◆ Given problem
Please report how many lines in the entries below contain the word "distant". Reply with the number alone.

══ Data for processing

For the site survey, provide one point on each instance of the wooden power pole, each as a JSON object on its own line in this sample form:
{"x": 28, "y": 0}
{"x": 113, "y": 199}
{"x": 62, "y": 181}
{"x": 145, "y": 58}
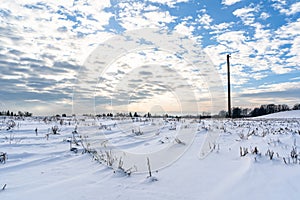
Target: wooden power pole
{"x": 228, "y": 86}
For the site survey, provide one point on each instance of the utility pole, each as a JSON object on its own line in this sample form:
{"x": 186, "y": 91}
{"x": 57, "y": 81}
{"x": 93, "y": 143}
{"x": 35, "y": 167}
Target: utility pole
{"x": 228, "y": 86}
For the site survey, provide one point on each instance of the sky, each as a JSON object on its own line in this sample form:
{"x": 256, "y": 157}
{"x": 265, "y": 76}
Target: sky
{"x": 45, "y": 47}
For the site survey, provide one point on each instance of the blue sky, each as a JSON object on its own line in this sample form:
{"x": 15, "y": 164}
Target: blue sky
{"x": 43, "y": 46}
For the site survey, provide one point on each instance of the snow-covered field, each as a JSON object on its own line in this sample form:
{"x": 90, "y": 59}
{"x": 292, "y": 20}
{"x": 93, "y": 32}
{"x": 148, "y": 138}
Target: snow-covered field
{"x": 38, "y": 167}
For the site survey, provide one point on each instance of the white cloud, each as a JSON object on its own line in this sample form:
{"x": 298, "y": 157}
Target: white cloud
{"x": 205, "y": 20}
{"x": 264, "y": 15}
{"x": 183, "y": 29}
{"x": 169, "y": 3}
{"x": 230, "y": 2}
{"x": 246, "y": 14}
{"x": 293, "y": 9}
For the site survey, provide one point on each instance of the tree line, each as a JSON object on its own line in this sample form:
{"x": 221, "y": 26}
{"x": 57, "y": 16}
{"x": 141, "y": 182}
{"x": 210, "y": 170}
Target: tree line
{"x": 238, "y": 112}
{"x": 19, "y": 113}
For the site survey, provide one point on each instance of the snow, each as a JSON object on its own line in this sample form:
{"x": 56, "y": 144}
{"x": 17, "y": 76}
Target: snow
{"x": 281, "y": 115}
{"x": 38, "y": 168}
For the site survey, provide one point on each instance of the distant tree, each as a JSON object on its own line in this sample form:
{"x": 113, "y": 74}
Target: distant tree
{"x": 222, "y": 113}
{"x": 236, "y": 112}
{"x": 296, "y": 106}
{"x": 284, "y": 107}
{"x": 20, "y": 113}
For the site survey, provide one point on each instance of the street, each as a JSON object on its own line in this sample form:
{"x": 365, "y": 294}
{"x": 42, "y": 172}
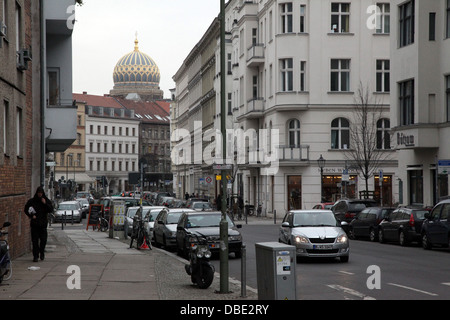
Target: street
{"x": 405, "y": 273}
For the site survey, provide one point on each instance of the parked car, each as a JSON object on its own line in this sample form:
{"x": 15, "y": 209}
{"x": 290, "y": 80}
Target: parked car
{"x": 436, "y": 228}
{"x": 201, "y": 206}
{"x": 366, "y": 222}
{"x": 402, "y": 225}
{"x": 324, "y": 206}
{"x": 206, "y": 223}
{"x": 68, "y": 210}
{"x": 346, "y": 209}
{"x": 84, "y": 202}
{"x": 165, "y": 227}
{"x": 315, "y": 233}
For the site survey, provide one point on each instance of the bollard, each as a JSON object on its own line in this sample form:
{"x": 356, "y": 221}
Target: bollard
{"x": 243, "y": 271}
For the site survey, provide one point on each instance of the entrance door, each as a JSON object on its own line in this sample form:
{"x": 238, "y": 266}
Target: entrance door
{"x": 294, "y": 192}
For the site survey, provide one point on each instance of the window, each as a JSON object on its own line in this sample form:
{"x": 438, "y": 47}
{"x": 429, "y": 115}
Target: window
{"x": 448, "y": 19}
{"x": 383, "y": 83}
{"x": 286, "y": 68}
{"x": 19, "y": 132}
{"x": 302, "y": 75}
{"x": 406, "y": 23}
{"x": 294, "y": 133}
{"x": 406, "y": 92}
{"x": 53, "y": 86}
{"x": 383, "y": 136}
{"x": 340, "y": 134}
{"x": 447, "y": 92}
{"x": 383, "y": 16}
{"x": 340, "y": 17}
{"x": 286, "y": 17}
{"x": 302, "y": 18}
{"x": 340, "y": 75}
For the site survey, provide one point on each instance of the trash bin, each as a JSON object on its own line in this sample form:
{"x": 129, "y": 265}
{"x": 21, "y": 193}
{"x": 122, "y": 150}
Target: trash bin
{"x": 275, "y": 271}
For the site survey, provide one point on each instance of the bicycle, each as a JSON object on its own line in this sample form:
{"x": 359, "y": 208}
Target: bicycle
{"x": 103, "y": 224}
{"x": 139, "y": 233}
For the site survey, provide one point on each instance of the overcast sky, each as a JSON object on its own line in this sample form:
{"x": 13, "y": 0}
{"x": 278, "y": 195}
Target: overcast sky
{"x": 105, "y": 31}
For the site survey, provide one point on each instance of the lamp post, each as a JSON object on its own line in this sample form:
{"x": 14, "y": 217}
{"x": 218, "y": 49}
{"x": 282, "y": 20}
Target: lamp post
{"x": 321, "y": 164}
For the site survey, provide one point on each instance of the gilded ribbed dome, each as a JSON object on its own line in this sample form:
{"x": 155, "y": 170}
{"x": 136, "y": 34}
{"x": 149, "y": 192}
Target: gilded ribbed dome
{"x": 136, "y": 69}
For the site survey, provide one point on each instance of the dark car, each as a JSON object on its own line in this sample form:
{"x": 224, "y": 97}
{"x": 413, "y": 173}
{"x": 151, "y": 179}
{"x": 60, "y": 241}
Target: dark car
{"x": 206, "y": 223}
{"x": 346, "y": 209}
{"x": 165, "y": 227}
{"x": 436, "y": 228}
{"x": 366, "y": 222}
{"x": 402, "y": 225}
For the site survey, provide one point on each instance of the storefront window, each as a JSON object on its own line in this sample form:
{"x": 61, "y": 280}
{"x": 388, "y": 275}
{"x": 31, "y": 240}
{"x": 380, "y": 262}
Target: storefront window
{"x": 415, "y": 186}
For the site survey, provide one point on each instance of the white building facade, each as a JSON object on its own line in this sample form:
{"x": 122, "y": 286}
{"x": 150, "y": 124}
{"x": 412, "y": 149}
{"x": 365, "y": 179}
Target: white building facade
{"x": 420, "y": 98}
{"x": 112, "y": 146}
{"x": 295, "y": 68}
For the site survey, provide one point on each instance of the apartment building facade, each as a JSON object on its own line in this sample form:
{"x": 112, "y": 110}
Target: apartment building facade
{"x": 420, "y": 98}
{"x": 297, "y": 70}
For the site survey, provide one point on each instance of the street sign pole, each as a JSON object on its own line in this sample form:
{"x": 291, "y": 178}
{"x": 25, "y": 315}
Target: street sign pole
{"x": 223, "y": 222}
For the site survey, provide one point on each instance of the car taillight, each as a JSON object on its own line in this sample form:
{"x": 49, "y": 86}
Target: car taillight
{"x": 411, "y": 220}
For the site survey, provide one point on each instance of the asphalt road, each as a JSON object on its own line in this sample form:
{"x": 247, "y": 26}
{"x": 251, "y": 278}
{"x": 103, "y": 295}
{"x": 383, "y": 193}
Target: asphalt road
{"x": 375, "y": 271}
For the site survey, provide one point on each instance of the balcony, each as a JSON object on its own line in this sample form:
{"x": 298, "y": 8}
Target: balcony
{"x": 255, "y": 55}
{"x": 61, "y": 126}
{"x": 293, "y": 154}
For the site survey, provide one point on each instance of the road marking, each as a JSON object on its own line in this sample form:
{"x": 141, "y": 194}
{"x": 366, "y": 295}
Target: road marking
{"x": 350, "y": 291}
{"x": 346, "y": 272}
{"x": 413, "y": 289}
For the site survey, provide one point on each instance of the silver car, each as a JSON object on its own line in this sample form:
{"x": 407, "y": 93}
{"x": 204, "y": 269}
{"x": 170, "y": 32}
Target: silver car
{"x": 315, "y": 233}
{"x": 165, "y": 228}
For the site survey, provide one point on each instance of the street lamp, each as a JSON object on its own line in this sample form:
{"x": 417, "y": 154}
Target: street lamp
{"x": 321, "y": 163}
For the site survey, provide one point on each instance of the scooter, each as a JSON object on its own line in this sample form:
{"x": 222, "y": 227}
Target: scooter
{"x": 5, "y": 260}
{"x": 199, "y": 267}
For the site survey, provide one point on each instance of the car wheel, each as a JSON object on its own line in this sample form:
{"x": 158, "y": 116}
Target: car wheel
{"x": 425, "y": 242}
{"x": 373, "y": 235}
{"x": 381, "y": 236}
{"x": 402, "y": 239}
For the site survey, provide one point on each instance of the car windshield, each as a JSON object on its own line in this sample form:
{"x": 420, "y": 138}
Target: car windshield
{"x": 314, "y": 219}
{"x": 420, "y": 214}
{"x": 67, "y": 206}
{"x": 202, "y": 205}
{"x": 172, "y": 218}
{"x": 205, "y": 220}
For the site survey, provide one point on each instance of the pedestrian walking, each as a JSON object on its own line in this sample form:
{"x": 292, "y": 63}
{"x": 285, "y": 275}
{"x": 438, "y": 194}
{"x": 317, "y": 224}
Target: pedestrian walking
{"x": 37, "y": 209}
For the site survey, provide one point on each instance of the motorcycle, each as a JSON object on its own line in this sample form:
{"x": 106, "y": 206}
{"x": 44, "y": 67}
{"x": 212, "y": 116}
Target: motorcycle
{"x": 5, "y": 260}
{"x": 199, "y": 267}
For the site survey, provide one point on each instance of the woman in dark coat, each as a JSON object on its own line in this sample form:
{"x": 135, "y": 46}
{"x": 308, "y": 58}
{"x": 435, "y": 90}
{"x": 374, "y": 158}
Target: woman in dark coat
{"x": 37, "y": 209}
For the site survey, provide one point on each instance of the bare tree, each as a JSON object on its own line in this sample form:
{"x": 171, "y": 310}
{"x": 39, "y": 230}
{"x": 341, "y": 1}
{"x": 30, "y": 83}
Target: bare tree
{"x": 367, "y": 152}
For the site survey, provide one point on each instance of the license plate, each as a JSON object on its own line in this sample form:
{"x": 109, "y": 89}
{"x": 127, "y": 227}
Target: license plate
{"x": 322, "y": 247}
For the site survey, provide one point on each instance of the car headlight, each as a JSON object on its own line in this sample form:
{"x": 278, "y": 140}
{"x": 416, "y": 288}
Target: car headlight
{"x": 301, "y": 239}
{"x": 342, "y": 239}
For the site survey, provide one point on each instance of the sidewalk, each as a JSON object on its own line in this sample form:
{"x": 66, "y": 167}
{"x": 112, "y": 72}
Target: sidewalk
{"x": 109, "y": 270}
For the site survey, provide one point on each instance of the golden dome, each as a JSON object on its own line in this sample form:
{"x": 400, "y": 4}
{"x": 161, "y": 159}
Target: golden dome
{"x": 136, "y": 69}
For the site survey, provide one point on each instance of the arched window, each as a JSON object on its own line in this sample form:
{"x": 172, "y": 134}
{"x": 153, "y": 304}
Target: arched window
{"x": 383, "y": 135}
{"x": 294, "y": 133}
{"x": 340, "y": 134}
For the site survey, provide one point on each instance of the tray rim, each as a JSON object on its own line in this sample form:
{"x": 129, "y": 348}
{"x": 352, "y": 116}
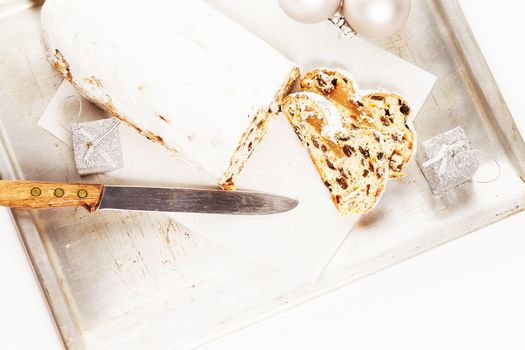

════

◆ Exercise answer
2